-- Opening Marker --

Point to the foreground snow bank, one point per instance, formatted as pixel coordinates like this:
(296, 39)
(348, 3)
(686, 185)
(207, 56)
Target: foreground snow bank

-- Closing Marker --

(What needs to be done): Starting at the first line and ending at the last, retype the entries above.

(Answer to the problem):
Point to the foreground snow bank, one point per instance, formatted as pixel coordinates like this:
(296, 39)
(348, 3)
(686, 185)
(207, 56)
Target: foreground snow bank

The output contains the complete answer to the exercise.